# Data to process
-- Begin --

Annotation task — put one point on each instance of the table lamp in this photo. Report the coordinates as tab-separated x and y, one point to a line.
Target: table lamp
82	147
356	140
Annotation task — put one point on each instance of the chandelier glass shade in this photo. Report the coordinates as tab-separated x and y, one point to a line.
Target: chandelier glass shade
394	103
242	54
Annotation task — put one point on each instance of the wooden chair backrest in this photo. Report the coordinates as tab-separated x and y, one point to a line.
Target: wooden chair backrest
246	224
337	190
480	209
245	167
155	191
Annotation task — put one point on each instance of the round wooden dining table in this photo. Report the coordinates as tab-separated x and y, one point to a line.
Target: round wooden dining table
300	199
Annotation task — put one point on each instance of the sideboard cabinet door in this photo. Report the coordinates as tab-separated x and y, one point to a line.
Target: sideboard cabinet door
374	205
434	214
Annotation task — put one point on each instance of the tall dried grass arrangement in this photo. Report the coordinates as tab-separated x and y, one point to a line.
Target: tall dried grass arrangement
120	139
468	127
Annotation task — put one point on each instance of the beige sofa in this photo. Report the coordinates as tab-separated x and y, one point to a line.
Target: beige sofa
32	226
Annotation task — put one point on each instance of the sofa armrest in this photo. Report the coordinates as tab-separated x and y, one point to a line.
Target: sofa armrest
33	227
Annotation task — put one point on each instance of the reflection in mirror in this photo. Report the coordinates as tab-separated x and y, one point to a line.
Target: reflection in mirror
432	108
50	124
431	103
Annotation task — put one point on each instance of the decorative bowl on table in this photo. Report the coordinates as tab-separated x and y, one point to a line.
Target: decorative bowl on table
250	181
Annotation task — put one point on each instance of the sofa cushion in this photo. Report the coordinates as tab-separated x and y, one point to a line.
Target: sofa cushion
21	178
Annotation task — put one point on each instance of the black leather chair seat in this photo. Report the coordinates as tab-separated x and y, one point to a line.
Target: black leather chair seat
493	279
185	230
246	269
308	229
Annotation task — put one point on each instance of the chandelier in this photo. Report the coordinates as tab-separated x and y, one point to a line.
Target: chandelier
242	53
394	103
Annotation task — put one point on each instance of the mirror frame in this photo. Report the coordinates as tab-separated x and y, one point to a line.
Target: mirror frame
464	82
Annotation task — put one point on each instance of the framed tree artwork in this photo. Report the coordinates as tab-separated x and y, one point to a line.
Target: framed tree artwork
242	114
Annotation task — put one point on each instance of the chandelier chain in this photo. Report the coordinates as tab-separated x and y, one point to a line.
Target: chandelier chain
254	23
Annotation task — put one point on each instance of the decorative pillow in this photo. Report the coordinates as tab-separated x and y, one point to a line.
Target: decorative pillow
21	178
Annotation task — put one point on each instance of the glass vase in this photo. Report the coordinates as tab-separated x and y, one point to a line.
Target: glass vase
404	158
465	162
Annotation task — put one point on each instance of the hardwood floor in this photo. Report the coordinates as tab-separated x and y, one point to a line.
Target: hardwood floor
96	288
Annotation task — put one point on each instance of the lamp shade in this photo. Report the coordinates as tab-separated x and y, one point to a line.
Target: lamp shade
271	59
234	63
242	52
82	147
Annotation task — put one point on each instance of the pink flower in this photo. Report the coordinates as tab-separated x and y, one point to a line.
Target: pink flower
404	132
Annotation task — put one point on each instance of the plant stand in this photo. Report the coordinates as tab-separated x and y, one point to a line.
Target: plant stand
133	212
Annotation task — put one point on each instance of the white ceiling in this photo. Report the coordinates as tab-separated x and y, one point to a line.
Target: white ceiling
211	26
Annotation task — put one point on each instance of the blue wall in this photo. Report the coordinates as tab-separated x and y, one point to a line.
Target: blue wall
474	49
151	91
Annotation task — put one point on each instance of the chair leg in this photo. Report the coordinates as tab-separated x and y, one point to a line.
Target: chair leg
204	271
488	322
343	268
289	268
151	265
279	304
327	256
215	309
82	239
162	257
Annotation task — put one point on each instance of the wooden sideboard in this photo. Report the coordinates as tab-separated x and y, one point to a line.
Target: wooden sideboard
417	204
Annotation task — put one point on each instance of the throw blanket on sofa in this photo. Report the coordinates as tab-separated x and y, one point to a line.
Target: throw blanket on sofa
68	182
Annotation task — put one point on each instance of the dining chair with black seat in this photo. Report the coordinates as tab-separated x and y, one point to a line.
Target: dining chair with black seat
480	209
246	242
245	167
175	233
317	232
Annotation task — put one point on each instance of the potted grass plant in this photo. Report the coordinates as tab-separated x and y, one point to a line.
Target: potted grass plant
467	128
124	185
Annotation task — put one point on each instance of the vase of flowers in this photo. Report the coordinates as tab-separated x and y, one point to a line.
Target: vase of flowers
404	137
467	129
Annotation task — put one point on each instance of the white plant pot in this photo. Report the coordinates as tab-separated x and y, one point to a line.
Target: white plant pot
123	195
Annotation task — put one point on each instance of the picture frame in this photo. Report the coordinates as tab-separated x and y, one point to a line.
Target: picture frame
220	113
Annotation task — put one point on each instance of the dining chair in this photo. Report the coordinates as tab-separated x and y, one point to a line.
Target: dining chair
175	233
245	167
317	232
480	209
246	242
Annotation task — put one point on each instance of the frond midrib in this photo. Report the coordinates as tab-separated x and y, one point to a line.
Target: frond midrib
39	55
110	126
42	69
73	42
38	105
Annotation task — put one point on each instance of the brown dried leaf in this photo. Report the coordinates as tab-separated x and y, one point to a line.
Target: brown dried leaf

-- End --

# Requirement
All of the entries need to be reproduced exactly; please write them out.

# Solution for this exercise
Annotation task — put one point on each instance of the table lamp in this photo. Report the coordinates as tab-separated x and y, one point to a line.
Target: table lamp
82	147
356	140
Annotation task — put one point on each instance of the chandelier glass shade in this photo. Report the coordinates as tab-separated x and y, one point to a line.
Target: chandelier glass shade
394	103
242	54
Annotation task — put one point on each instance of the wooden chair backrest in this photo. Report the coordinates as tab-separated x and y, one point to a line.
Target: wooden chair backrest
246	224
337	190
480	209
245	167
155	191
Annotation task — put one point on each instance of the round wooden dining table in this photo. Report the coordinates as tab-separated x and y, one point to a line.
Target: round wooden dining table
300	199
Annotation task — put one point on each instance of the sideboard cabinet door in this photo. Report the coordinates as tab-separated x and y, one point to a line.
Target: sideboard cabinet door
374	205
434	214
Annotation task — put one point on each instance of the tall dried grass arrangement in this photo. Report the coordinates as tab-separated x and y, one point to a line.
Target: tall dried grass arrangement
120	139
468	127
Annotation task — put one point on each instance of the beige sofa in this photo. Report the coordinates as tab-separated x and y, one point to a line.
Target: beige sofa
32	226
Annotation task — put one point on each instance of the sofa armrest in this photo. Report the coordinates as tab-separated x and y, one point to a line.
Target: sofa armrest
33	227
Annotation task — put one point on each instance of the reflection in mirror in this photo. Report the coordinates as tab-separated x and y, one point to a line.
Target: reflection in mirror
432	108
50	124
431	103
Annotation task — put one point on each instance of the decorative bowl on table in this photo. Report the coordinates as tab-separated x and y, one point to a line.
Target: decorative bowl on table
250	181
Annotation task — put one point on each instance of the sofa cushion in this photo. Report the coordinates as tab-separated x and y, one point to a line.
Target: sofa cushion
21	178
Annotation task — put one point on each instance of the black leather chair seat in this photo. Report the coordinates as tab-separated x and y, one point to a line.
Target: black leather chair seat
493	279
185	230
246	269
308	229
Annotation task — put one point on each instance of the chandelier in this photo. Report the coordinates as tab-separated x and y, one point to a line.
Target: chandelier
242	53
394	103
Annotation task — put one point on each instance of the mirror frame in this photo. Report the coordinates as tab-separated x and y, one point to a line.
Target: mirror frame
464	82
Annotation task — put one point on each instance of the framed tree artwork in this photo. Report the coordinates as tab-separated x and y, one point to a line.
Target: framed tree artwork
242	114
Annotation task — put one point on each instance of the chandelier chain in this photo. Report the coordinates as tab-separated x and y, one point to a line.
Target: chandelier chain
254	23
Annotation task — put one point on each instance of the decorative pillow in this photo. Report the coordinates as tab-separated x and y, one point to a line.
Target: decorative pillow
21	178
Annotation task — put one point on each instance of the glass vase in this photo. Report the coordinates as tab-separated x and y, one point to a line.
Target: glass vase
404	158
465	162
Annotation task — put one point on each instance of the hardwood floor in this photo. Report the coordinates as tab-separated x and y, one point to a line.
Target: hardwood floor
96	288
Annotation task — put one point on each instance of the lamp shade in this photo. Report the coordinates as tab-separated x and y, one point to a line.
Target: lamp shade
271	59
234	63
242	52
82	147
Annotation task — put one point on each instance of the pink flower in this photo. Report the coordinates as tab-separated x and y, one point to a line.
Target: pink flower
404	132
Annotation task — put one point on each instance of the plant stand in this photo. Report the coordinates as tab-separated x and y, one point to a line.
Target: plant stand
133	212
Annotation task — put one point on each instance of the white ceiling in this photo. Report the coordinates as tab-separated x and y, one point to a line.
Target: white ceiling
211	26
Annotation task — put one point on each instance of the blue wall in this photo. Report the coordinates as tab-separated x and y, one point to a line.
Target: blue wall
474	49
151	91
Annotation task — put one point on each instance of the chair leg in this photo. Report the coordinates as tab-separated x and y, one point to a line.
Target: chair leg
204	271
488	322
343	268
289	268
151	265
279	304
327	256
215	309
82	239
162	257
Annotation task — put one point on each instance of the wooden sideboard in this photo. Report the coordinates as tab-separated x and y, one point to a line.
Target: wooden sideboard
417	204
Annotation task — put one point on each instance of the throw blanket on sofa in this photo. Report the coordinates as tab-separated x and y, one point to a line.
Target: throw blanket on sofa
68	182
Annotation task — put one point on each instance of the dining chair with black seat in this photo. Report the coordinates as tab-separated x and y, one point to a line.
Target: dining chair with black seat
480	209
246	242
245	167
175	233
317	232
Annotation task — put one point on each instance of the potted grass plant in this photo. Report the coordinates as tab-separated x and y, one point to a line.
Target: potted grass plant
467	128
124	185
Annotation task — put one point on each instance of the vase of flowers in this photo. Report the coordinates as tab-separated x and y, one point to a line.
Target: vase of flowers
404	137
467	129
Annotation task — put one point on each instance of the white plant pot in this photo. Report the coordinates as tab-separated x and y, one point to a line.
Target: white plant pot
123	195
Annotation task — put one point on each instance of the picture frame in this photo. Report the coordinates as tab-separated x and y, one point to a line.
Target: picture frame
220	113
Annotation task — put one point on each instance of the dining chair in this photo. Report the coordinates as tab-separated x and y, one point to a line.
Target: dining chair
175	233
245	167
317	232
480	209
246	242
Annotation task — put one point on each instance of the frond midrib in this photo. Report the coordinates as tab-separated x and y, one point to a line.
Target: frond midrib
39	55
110	126
42	69
73	42
38	105
Annotation task — put one point on each instance of the brown dried leaf in this photo. Report the coordinates as tab-separated x and y, one point to a line.
Target: brown dried leaf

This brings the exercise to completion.